** Materials provided follows **
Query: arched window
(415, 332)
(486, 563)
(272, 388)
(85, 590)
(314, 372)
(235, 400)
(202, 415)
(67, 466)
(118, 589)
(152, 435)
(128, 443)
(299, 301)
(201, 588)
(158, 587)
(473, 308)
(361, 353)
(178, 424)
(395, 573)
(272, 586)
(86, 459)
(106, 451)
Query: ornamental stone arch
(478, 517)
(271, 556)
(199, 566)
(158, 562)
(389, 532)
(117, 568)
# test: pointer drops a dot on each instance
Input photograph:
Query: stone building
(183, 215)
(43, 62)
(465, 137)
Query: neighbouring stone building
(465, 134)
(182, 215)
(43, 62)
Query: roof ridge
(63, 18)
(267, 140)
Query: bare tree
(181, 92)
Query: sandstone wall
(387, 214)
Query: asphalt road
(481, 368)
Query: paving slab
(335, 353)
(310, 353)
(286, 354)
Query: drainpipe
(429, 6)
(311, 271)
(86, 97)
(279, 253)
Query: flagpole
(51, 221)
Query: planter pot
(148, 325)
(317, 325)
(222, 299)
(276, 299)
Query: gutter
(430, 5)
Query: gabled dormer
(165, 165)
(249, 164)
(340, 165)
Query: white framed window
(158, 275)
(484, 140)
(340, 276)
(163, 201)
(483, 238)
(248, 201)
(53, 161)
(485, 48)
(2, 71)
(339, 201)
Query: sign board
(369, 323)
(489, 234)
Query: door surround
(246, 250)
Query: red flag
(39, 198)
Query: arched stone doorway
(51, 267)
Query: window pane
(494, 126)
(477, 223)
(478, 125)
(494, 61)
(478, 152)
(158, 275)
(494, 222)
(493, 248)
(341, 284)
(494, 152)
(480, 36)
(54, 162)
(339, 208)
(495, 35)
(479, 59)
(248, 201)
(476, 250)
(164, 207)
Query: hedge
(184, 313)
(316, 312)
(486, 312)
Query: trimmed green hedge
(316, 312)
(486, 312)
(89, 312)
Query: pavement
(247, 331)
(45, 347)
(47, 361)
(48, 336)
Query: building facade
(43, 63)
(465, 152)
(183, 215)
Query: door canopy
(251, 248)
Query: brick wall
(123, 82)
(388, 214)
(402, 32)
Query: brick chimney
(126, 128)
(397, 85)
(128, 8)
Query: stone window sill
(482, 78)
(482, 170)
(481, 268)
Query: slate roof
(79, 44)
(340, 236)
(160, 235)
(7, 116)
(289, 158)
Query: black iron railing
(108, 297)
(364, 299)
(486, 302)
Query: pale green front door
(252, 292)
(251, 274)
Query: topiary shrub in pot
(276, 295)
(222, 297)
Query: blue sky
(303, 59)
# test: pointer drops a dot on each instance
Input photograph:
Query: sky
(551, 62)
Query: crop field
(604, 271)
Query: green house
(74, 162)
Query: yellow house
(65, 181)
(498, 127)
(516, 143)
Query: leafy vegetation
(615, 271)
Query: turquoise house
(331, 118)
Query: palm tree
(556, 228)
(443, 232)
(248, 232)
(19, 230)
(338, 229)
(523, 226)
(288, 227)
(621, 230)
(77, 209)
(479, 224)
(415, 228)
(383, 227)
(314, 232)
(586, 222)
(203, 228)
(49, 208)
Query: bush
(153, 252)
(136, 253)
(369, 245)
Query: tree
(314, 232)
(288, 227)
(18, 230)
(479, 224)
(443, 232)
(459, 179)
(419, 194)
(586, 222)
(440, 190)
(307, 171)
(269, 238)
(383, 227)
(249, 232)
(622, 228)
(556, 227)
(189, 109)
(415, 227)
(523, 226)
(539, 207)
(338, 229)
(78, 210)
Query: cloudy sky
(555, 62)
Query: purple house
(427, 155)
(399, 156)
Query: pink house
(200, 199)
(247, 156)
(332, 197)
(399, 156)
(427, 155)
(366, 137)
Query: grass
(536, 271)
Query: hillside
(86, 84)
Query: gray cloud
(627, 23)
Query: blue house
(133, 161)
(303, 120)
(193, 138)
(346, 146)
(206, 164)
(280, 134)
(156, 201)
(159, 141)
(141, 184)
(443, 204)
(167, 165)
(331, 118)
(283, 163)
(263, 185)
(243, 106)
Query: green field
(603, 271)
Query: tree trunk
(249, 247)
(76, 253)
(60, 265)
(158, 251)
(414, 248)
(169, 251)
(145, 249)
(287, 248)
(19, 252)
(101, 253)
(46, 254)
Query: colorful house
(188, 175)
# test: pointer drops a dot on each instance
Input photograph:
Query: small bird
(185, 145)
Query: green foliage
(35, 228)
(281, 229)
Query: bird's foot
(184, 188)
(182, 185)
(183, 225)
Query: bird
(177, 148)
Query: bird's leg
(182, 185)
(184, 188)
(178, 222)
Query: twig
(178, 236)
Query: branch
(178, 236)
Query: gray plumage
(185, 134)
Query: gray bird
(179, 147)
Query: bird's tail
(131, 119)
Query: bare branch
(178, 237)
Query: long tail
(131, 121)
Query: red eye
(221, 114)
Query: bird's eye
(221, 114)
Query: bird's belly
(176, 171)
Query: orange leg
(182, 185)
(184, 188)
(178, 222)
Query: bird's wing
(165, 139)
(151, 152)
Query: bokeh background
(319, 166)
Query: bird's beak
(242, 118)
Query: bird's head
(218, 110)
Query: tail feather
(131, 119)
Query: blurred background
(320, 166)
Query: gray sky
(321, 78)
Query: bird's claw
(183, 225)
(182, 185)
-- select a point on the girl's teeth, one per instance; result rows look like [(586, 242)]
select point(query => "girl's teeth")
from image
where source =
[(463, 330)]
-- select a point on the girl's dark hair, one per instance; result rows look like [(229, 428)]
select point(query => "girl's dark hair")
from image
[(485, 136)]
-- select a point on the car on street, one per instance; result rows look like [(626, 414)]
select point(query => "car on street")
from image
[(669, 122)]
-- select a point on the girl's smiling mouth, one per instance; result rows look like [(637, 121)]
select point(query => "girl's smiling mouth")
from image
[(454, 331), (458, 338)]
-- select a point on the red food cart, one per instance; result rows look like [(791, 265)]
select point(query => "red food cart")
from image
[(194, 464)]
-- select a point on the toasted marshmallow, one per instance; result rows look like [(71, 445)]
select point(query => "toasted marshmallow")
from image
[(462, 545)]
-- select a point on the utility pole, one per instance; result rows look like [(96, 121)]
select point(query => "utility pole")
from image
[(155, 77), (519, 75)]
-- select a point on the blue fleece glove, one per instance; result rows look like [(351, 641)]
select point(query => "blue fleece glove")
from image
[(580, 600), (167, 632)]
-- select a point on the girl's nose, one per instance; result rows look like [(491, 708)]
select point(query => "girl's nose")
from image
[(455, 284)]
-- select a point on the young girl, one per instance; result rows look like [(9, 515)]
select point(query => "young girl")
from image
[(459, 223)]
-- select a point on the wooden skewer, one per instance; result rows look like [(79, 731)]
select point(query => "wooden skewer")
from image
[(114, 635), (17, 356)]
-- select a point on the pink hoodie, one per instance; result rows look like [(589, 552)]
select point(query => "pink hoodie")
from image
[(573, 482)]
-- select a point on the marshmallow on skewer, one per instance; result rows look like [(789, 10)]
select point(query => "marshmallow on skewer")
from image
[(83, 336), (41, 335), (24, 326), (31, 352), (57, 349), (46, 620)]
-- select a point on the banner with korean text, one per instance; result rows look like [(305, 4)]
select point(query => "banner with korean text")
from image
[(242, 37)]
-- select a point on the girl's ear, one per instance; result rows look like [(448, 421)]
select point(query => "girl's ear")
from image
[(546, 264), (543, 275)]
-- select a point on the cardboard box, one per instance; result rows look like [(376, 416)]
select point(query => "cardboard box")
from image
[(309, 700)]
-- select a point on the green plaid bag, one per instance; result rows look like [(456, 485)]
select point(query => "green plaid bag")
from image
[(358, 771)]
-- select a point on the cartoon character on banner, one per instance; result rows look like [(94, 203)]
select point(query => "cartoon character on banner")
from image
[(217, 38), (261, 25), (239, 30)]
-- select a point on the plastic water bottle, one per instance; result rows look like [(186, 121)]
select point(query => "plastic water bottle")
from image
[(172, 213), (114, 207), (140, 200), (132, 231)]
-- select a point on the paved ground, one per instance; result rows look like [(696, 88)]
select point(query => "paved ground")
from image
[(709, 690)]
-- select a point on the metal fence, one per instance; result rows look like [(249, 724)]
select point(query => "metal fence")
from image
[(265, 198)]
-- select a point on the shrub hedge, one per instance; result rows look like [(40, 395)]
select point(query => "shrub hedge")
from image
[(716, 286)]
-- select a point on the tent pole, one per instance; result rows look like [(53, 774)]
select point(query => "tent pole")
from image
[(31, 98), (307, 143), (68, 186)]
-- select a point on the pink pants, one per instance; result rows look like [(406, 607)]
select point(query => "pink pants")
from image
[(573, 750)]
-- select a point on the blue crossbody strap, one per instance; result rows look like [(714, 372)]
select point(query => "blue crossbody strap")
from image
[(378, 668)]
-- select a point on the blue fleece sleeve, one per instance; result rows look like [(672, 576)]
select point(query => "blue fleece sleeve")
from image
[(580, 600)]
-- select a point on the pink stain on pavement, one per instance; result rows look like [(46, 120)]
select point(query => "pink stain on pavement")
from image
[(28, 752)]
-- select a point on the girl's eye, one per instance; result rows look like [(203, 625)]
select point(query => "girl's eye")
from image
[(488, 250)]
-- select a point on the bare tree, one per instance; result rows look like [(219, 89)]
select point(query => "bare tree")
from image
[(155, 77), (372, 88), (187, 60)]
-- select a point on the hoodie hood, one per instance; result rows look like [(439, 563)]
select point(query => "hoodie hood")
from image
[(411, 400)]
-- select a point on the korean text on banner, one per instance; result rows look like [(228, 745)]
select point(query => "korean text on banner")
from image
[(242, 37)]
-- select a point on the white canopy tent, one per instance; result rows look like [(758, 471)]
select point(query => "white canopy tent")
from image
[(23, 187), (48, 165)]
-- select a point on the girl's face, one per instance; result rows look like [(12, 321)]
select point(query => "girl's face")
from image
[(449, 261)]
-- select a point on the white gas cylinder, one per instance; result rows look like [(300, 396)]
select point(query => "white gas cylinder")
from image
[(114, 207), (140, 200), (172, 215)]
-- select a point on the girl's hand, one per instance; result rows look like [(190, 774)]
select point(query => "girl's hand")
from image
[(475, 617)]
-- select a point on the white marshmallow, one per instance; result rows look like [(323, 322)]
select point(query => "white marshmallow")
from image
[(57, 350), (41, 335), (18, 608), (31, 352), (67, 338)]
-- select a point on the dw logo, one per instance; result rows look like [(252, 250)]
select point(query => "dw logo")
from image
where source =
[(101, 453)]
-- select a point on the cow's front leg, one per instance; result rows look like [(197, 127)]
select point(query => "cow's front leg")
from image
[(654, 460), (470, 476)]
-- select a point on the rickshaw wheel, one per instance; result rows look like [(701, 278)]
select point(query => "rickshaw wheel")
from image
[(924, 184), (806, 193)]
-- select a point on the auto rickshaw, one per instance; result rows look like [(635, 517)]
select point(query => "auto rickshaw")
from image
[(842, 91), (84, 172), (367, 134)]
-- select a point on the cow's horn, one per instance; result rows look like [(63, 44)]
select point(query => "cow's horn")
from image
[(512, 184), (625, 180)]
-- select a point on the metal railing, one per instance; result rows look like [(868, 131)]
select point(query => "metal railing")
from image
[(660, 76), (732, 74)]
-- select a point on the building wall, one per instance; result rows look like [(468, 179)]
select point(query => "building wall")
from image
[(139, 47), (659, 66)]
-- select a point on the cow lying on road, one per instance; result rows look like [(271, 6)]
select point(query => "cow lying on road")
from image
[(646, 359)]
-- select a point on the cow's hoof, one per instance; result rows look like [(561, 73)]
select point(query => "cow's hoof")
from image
** End of Materials provided **
Work order >>
The answer should be nothing but the number of lines above that contain "street".

Problem solution >>
2